A pair of Illinois Institute of Technology researchers developing technology to detect early stage tumors have been named the winners of the university’s Nayar Prize, which includes a $500,000 award.
The Agent-Dependent Early Photon Tomography (ADEPT) Cancer Imager was developed by Kenneth Tichauer, associate professor of biomedical engineering, and Jovan Brankov, director of the university’s Advanced X-ray Imaging Lab and associate professor of electrical and computer/biomedical engineering.
Last week, IIT announced the duo won the final round of the inaugural Nayar Prize, which was established in 2015 to encourage university faculty, staff and students to develop breakthrough innovations that will produce meaningful results with a societal impact. Including previous rounds of funding, the ADEPT team has received $800,000 in funding through the Nayar Prize competition.
Tichauer and Brankov teamed up in 2015 to develop the technology with the intent of finding smaller tumors in the lymph nodes of breast cancer patients.
“Physicians are often faced with this very important decision of whether or not to give a patient chemotherapy after they have surgically removed the primary cancer or completed the mastectomy,” Tichauer said in an IIT video about the technology. “The decision is currently based on whether or not cancer has spread to the lymph nodes.”
Currently, the process to detect whether cancer has spread to a patient’s lymph nodes involves slicing a sample of the lymph node, dyeing it and then making a diagnosis, which can take up to 24 hours.
“The problem is that they will cut two or three slices and look at only the surface,” Tichauer said in a statment. “So they are looking at less than 1 percent of the tissue volume.”
The ADEPT Cancer Imager dyes the entire lymph node, rather than a small sample, and uses an advanced laser imaging system that allows pathologists to find tumors that are 10 times smaller than those found using conventional methods, according to researchers.
“In 10 minutes the imager will map the cancer within a lymph node in 3D,” Tichauer said. “Then a pathologist can guide the cut of the node and verify if it is cancer.”
Researchers estimate that more than 40,000 women will be properly diagnosed annually using the technology, allowing them to begin “critical, lifesaving chemotherapy” when it is more effective, Tichauer said.

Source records
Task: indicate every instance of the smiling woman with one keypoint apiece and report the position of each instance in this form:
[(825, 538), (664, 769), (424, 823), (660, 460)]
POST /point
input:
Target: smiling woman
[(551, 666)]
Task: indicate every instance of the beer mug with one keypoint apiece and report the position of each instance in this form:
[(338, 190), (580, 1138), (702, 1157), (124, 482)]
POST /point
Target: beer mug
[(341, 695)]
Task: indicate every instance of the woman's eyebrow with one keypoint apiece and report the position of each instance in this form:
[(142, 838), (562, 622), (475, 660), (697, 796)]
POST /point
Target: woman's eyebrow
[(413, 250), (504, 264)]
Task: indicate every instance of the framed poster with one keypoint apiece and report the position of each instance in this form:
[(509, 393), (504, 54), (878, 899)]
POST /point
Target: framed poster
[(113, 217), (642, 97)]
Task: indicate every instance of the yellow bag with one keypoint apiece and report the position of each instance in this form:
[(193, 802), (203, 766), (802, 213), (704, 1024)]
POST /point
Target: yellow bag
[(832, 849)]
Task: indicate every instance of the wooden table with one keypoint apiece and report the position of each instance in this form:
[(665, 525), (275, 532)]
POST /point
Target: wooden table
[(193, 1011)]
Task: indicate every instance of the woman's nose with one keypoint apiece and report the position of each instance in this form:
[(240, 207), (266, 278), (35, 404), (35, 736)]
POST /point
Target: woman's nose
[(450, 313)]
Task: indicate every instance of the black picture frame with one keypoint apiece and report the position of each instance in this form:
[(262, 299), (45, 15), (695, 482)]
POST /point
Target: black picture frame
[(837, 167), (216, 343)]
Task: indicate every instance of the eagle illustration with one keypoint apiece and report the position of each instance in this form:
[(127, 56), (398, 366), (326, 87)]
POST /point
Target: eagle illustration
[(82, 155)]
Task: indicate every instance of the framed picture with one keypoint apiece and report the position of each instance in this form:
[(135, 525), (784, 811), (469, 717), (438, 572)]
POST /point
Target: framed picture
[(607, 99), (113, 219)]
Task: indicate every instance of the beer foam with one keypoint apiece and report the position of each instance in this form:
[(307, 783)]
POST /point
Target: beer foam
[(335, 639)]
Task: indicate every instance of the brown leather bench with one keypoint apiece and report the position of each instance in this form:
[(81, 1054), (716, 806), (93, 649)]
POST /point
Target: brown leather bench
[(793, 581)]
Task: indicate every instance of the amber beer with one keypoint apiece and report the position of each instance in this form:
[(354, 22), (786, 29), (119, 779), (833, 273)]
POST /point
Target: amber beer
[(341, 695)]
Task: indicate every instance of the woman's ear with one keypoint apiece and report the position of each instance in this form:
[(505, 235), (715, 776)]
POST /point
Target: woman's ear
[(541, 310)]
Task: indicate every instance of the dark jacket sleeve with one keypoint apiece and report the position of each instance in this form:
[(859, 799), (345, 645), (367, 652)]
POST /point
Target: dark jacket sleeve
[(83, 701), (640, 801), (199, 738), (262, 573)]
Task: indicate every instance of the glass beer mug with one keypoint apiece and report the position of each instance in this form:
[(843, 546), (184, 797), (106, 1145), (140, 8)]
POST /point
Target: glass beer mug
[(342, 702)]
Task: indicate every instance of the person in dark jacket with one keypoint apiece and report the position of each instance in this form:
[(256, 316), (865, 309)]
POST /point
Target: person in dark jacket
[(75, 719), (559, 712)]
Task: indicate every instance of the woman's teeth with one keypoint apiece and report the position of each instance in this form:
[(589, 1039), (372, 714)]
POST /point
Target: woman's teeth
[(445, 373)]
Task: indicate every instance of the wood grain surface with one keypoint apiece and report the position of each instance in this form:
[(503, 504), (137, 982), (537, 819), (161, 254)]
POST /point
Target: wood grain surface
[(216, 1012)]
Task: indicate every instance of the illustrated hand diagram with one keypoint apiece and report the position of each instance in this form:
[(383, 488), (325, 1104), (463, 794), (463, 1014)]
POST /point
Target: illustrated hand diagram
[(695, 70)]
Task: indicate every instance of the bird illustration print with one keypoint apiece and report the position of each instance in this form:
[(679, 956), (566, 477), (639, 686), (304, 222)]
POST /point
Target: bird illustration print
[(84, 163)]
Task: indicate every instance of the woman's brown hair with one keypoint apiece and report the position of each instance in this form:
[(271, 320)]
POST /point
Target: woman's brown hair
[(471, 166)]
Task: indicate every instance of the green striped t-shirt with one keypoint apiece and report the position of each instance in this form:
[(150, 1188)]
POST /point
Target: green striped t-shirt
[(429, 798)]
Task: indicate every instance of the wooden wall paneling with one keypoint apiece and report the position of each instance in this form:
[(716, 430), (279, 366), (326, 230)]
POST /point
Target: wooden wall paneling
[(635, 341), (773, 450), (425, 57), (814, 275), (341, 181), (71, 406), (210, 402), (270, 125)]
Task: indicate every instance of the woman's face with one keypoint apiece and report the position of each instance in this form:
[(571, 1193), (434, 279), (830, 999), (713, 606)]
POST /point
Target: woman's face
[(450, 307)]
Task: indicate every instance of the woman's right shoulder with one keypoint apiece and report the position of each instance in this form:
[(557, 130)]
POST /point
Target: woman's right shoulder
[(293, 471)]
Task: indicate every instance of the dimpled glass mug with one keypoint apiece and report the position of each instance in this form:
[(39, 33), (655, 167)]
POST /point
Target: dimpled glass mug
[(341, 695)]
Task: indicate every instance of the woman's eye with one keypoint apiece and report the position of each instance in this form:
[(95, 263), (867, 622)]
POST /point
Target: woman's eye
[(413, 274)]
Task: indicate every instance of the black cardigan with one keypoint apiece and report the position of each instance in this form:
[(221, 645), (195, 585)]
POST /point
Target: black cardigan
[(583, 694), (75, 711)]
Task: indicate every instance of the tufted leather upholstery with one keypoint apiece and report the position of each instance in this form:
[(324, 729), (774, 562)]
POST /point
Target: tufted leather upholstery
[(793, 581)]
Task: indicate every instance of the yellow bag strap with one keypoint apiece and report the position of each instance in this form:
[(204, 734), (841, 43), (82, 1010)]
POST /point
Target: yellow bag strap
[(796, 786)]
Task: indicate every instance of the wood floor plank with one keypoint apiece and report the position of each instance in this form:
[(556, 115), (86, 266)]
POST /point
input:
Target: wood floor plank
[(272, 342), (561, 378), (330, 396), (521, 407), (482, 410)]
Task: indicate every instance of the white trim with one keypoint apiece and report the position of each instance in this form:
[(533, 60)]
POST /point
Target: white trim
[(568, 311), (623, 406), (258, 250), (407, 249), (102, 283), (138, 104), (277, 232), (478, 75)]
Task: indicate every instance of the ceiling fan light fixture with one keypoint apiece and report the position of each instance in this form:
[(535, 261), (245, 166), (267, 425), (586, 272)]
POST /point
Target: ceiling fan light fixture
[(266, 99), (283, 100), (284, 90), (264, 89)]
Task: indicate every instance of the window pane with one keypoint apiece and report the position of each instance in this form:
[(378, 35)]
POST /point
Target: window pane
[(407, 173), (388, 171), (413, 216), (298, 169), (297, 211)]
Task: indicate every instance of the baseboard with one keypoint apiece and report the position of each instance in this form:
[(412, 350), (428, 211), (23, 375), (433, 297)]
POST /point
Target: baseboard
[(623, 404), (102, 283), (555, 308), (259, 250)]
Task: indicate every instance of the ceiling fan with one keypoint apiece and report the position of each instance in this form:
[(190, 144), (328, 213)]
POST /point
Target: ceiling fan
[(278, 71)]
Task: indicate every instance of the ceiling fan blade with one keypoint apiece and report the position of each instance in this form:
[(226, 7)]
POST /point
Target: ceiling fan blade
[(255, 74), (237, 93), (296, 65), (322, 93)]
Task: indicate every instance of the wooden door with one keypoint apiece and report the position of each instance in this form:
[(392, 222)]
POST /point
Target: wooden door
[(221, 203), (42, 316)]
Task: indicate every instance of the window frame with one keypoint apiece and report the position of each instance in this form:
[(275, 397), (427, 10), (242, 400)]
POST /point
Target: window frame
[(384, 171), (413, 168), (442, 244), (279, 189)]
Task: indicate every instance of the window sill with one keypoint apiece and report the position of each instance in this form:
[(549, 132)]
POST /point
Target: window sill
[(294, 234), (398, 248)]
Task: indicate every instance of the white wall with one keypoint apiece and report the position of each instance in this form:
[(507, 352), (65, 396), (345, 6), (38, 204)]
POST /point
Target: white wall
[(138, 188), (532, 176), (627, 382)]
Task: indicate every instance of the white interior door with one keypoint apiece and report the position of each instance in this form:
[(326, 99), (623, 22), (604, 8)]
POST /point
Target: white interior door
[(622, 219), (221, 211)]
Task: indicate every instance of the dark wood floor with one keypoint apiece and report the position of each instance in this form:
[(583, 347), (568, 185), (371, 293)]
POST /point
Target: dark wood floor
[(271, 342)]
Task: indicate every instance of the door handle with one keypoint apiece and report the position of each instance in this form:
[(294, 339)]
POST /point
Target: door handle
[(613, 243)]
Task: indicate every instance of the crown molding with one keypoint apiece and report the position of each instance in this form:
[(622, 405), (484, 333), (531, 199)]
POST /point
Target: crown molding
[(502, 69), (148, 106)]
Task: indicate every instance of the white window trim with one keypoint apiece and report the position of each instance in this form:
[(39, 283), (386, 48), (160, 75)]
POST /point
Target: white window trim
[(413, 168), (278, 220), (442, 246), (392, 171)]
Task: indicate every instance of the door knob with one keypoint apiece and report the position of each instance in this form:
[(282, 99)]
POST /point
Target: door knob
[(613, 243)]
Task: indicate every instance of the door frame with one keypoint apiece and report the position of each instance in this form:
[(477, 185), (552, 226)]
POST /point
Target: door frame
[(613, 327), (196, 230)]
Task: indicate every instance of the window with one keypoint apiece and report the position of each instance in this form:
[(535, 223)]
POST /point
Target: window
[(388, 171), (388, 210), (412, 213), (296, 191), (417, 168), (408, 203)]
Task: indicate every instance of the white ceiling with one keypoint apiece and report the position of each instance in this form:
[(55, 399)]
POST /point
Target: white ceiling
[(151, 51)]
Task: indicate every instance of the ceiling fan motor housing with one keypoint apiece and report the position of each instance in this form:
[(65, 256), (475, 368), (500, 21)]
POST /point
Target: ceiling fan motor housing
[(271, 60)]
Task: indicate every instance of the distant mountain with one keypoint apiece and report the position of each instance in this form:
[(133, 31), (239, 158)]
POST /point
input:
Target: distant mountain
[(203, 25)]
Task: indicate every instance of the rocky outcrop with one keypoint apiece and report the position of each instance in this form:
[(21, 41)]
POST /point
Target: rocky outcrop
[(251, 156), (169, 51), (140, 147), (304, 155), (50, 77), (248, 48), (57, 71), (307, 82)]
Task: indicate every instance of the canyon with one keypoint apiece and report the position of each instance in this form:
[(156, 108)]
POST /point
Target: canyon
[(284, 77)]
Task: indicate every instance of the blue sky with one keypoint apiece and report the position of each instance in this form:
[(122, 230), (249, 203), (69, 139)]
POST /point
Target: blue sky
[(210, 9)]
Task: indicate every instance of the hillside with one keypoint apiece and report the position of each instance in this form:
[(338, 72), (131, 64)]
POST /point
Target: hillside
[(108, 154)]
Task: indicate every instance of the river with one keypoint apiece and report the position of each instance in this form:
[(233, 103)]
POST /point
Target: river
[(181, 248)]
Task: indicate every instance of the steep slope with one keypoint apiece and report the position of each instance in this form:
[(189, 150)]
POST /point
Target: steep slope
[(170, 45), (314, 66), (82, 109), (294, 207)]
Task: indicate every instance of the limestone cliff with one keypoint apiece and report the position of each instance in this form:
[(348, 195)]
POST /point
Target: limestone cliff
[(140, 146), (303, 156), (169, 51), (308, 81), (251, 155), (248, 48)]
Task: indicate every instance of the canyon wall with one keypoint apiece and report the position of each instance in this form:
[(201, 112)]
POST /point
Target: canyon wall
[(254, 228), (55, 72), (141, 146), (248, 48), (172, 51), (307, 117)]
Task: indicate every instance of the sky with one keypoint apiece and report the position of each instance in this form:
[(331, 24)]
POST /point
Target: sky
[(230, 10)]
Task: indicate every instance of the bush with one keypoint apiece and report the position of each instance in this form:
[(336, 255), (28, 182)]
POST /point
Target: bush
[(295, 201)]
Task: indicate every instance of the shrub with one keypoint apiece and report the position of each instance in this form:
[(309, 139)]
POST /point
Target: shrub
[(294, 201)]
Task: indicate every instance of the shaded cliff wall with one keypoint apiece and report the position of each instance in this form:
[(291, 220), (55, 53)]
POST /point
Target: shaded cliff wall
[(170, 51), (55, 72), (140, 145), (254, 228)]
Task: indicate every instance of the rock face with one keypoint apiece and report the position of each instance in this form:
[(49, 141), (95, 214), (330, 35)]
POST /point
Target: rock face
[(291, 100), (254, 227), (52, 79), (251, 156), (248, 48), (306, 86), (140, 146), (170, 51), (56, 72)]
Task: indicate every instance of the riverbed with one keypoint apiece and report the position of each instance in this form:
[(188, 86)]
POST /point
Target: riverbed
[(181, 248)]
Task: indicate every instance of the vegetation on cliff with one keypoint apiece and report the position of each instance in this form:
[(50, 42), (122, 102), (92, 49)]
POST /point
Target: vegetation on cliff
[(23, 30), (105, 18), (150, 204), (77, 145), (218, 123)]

▶ **Problem**: Update the Nayar Prize article by reproducing everything from "The Agent-Dependent Early" down to "breast cancer patients.", with "the duo" replaced by "the two researchers".

▶ **Answer below**:
The Agent-Dependent Early Photon Tomography (ADEPT) Cancer Imager was developed by Kenneth Tichauer, associate professor of biomedical engineering, and Jovan Brankov, director of the university’s Advanced X-ray Imaging Lab and associate professor of electrical and computer/biomedical engineering.
Last week, IIT announced the two researchers won the final round of the inaugural Nayar Prize, which was established in 2015 to encourage university faculty, staff and students to develop breakthrough innovations that will produce meaningful results with a societal impact. Including previous rounds of funding, the ADEPT team has received $800,000 in funding through the Nayar Prize competition.
Tichauer and Brankov teamed up in 2015 to develop the technology with the intent of finding smaller tumors in the lymph nodes of breast cancer patients.